Exercise prompt
Return every line of the data below that contains the word "white".

Dataset excerpt
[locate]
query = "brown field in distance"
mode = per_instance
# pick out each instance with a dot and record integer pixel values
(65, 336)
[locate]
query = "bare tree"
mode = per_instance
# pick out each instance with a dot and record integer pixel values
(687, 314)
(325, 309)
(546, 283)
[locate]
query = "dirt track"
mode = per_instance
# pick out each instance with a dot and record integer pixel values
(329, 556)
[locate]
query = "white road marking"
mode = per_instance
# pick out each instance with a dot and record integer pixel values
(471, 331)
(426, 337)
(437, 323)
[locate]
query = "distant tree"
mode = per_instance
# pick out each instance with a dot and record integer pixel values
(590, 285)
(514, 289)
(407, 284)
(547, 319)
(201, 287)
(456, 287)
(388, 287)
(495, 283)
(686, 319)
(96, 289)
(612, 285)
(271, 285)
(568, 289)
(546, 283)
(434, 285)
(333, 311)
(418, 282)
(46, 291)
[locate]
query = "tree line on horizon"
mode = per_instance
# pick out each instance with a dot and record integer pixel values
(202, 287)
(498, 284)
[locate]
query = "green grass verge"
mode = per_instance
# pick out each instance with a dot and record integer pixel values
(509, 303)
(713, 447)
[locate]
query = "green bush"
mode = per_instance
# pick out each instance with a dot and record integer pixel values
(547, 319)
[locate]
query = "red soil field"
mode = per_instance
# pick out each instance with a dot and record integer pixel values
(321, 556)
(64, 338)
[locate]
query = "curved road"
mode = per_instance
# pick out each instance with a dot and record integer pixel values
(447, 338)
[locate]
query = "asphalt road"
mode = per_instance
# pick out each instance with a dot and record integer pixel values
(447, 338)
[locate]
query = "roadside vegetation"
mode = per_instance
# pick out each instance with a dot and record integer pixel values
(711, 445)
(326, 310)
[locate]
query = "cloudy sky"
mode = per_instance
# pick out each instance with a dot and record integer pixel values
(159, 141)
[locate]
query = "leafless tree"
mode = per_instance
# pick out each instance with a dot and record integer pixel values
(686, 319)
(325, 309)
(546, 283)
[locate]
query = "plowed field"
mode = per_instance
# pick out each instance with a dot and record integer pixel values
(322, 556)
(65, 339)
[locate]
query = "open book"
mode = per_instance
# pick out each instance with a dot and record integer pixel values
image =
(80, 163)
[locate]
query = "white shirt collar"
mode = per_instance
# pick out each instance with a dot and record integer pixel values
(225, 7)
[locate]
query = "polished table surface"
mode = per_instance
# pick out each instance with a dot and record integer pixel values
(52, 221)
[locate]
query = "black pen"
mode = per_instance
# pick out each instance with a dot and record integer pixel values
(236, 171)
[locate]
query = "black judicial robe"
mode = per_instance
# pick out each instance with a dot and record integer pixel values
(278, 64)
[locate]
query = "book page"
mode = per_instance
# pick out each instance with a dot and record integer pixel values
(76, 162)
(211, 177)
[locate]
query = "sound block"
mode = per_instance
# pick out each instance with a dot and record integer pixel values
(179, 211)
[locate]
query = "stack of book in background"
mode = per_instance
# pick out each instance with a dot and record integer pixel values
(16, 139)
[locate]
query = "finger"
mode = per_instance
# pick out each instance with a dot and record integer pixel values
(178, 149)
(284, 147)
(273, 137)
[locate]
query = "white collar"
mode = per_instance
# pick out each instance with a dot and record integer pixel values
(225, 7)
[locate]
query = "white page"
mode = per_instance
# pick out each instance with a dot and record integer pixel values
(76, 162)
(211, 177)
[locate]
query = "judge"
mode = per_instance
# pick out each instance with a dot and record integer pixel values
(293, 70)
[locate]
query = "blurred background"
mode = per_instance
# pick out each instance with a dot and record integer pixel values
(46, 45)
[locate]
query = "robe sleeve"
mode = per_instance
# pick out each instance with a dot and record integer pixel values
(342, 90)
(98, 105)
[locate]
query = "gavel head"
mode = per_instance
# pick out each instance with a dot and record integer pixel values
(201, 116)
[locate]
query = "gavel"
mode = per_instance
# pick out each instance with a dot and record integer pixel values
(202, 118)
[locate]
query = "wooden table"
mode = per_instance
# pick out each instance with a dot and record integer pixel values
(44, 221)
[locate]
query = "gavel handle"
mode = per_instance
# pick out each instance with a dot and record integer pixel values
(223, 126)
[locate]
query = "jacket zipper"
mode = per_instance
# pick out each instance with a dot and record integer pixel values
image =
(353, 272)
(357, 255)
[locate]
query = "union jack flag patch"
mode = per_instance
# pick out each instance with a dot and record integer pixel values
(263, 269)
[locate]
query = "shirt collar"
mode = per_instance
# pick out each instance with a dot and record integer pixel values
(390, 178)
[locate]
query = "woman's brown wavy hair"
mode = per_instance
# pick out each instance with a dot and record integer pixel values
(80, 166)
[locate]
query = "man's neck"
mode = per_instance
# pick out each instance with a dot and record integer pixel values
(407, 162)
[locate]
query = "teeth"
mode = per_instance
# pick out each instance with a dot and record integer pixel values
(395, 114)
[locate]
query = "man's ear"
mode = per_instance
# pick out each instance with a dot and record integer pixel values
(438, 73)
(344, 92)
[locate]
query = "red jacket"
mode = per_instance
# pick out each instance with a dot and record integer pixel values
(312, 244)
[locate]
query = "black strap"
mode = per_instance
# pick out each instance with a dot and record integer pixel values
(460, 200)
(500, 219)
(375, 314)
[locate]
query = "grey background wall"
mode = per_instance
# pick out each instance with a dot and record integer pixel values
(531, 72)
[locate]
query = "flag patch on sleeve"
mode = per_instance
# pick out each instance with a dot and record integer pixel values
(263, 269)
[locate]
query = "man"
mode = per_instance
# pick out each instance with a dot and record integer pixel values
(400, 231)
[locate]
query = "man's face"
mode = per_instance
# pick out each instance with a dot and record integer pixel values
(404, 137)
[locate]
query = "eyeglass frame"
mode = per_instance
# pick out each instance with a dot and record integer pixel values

The reply
query = "white road marking"
query = "white shirt collar"
query = "white collar"
query = "white page"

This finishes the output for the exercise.